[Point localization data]

▽

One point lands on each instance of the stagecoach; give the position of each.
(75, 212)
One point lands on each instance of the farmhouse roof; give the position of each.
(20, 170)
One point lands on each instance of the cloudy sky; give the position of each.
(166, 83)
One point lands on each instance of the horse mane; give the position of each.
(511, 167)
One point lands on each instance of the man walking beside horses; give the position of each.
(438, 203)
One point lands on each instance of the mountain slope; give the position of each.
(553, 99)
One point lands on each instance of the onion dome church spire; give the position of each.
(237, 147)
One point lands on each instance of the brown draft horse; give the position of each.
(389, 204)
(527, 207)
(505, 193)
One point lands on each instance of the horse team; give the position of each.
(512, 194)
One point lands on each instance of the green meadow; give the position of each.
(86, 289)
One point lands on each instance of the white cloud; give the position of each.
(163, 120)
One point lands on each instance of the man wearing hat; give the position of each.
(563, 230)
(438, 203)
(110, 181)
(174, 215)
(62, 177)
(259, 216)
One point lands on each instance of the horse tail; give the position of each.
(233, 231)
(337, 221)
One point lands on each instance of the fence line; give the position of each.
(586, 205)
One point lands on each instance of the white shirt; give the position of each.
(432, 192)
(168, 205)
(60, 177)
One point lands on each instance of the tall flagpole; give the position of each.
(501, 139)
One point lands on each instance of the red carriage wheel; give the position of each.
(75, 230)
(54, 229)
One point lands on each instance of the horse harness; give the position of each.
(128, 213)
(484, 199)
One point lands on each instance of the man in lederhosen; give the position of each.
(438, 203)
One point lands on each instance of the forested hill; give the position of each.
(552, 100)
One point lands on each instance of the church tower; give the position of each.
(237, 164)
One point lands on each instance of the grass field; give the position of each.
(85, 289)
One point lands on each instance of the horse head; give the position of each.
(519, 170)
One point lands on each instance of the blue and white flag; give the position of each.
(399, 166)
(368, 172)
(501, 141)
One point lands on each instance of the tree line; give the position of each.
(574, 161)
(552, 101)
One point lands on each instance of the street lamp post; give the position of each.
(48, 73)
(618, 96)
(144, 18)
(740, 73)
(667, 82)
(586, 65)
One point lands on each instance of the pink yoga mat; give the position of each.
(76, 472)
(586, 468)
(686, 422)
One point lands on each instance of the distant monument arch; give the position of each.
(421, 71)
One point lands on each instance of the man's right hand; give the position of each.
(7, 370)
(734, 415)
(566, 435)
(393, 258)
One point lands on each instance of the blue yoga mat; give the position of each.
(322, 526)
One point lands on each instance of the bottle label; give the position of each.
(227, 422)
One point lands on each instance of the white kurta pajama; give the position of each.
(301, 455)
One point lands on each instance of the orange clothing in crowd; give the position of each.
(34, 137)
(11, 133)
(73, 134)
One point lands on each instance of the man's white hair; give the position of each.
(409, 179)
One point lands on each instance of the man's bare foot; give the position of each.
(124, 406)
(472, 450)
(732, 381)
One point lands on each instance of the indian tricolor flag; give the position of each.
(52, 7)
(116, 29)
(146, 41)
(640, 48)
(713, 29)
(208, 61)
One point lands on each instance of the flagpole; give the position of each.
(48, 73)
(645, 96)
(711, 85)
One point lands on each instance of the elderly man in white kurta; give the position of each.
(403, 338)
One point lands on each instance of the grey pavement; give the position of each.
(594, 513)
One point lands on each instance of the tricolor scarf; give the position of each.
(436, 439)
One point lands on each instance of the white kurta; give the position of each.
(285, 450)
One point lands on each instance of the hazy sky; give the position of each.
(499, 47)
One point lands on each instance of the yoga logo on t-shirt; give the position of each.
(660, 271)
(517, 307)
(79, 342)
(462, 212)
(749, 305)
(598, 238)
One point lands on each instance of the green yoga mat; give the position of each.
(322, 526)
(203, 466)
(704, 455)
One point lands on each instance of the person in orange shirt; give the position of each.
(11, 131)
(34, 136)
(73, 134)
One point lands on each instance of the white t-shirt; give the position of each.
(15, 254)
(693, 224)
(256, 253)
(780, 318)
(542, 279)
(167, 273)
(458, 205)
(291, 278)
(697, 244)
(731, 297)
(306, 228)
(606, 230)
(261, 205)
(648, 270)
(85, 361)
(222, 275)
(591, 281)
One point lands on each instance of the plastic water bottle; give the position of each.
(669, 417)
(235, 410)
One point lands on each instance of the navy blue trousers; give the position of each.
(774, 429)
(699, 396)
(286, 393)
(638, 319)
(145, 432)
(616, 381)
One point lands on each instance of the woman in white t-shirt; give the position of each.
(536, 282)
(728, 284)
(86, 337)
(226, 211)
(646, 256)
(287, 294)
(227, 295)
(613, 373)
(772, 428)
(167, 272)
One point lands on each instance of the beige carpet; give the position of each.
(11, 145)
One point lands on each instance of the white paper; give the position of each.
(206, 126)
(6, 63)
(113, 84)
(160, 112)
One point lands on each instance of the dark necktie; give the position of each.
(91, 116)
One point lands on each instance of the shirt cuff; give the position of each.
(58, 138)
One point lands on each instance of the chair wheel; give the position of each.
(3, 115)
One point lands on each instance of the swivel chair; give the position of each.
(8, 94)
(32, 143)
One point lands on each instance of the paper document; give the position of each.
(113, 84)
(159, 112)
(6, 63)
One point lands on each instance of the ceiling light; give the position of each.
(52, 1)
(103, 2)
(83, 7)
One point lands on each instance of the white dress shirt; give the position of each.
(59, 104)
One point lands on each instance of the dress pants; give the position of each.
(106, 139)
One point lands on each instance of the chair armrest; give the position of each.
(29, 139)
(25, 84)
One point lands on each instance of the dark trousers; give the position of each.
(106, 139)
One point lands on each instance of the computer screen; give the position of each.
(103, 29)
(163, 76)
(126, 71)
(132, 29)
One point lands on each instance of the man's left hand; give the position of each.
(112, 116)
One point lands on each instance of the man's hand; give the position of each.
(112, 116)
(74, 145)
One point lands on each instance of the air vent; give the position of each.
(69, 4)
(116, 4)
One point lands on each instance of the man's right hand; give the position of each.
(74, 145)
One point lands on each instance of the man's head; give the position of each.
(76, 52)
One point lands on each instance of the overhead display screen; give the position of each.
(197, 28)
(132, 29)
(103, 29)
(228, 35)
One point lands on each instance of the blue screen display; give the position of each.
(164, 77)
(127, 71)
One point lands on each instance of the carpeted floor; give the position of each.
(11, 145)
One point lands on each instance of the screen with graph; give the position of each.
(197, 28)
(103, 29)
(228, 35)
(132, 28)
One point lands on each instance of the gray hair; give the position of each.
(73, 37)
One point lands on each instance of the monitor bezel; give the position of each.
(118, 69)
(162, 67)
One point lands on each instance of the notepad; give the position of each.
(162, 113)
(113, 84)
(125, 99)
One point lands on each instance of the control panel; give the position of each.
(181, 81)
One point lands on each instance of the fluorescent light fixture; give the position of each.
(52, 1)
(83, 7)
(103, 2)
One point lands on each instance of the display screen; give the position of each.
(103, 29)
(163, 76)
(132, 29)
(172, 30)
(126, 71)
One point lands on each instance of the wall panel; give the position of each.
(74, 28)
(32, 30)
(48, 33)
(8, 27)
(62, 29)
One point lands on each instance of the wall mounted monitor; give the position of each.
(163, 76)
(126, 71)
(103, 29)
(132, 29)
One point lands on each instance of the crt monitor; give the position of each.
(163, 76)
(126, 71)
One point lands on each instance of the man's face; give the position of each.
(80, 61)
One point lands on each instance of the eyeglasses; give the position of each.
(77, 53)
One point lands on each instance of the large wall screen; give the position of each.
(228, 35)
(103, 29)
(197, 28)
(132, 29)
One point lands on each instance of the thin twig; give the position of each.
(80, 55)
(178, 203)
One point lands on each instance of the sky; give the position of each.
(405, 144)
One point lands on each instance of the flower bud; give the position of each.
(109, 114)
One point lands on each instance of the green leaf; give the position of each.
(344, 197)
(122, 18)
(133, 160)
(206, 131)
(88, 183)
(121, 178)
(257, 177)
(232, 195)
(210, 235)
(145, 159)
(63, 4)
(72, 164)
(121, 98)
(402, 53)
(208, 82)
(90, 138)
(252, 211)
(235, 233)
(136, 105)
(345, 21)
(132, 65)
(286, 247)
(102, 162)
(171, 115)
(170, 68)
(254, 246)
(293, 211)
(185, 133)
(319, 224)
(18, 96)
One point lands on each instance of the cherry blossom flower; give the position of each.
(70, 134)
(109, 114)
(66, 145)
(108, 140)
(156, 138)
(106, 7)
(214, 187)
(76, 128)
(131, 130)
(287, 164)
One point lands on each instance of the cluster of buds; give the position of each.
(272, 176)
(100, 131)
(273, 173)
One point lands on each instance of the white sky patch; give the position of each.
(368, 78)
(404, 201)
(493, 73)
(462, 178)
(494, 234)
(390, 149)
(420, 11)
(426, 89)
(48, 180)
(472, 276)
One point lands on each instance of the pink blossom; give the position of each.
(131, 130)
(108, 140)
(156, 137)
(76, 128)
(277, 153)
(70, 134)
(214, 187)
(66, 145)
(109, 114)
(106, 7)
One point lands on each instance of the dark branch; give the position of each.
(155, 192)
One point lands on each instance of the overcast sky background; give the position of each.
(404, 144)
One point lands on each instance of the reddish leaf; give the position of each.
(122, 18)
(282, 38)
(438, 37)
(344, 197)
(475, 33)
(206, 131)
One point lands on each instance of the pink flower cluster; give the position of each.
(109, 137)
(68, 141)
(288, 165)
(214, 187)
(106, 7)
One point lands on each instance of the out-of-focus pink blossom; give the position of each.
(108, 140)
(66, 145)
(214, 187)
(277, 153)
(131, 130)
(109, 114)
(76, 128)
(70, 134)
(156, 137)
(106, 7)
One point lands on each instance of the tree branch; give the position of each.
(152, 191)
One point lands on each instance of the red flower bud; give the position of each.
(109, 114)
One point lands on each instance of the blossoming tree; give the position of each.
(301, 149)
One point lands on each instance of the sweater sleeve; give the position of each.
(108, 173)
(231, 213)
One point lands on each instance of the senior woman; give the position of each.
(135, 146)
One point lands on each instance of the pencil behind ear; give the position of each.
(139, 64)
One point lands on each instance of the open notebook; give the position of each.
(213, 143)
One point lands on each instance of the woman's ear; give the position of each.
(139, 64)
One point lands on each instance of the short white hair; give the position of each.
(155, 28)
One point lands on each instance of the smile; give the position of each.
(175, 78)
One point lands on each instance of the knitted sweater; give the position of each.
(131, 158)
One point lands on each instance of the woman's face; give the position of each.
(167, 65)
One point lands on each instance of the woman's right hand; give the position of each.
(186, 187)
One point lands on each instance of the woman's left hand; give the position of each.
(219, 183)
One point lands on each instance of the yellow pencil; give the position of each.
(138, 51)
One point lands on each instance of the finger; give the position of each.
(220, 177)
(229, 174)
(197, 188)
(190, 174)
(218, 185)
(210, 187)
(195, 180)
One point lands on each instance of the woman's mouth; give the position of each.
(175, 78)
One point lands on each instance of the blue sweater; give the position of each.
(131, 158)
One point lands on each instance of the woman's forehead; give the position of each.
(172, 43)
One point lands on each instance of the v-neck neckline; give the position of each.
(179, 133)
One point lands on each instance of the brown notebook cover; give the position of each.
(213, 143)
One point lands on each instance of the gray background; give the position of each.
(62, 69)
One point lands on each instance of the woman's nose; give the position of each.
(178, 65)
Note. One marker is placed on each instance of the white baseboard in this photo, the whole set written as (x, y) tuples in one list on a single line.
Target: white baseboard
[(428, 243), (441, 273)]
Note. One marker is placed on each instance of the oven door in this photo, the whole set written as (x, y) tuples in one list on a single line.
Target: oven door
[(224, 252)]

△

» Exercise brief: In the entries above, how many lines contain the string "placed"? Say only the number.

» Completed task: 2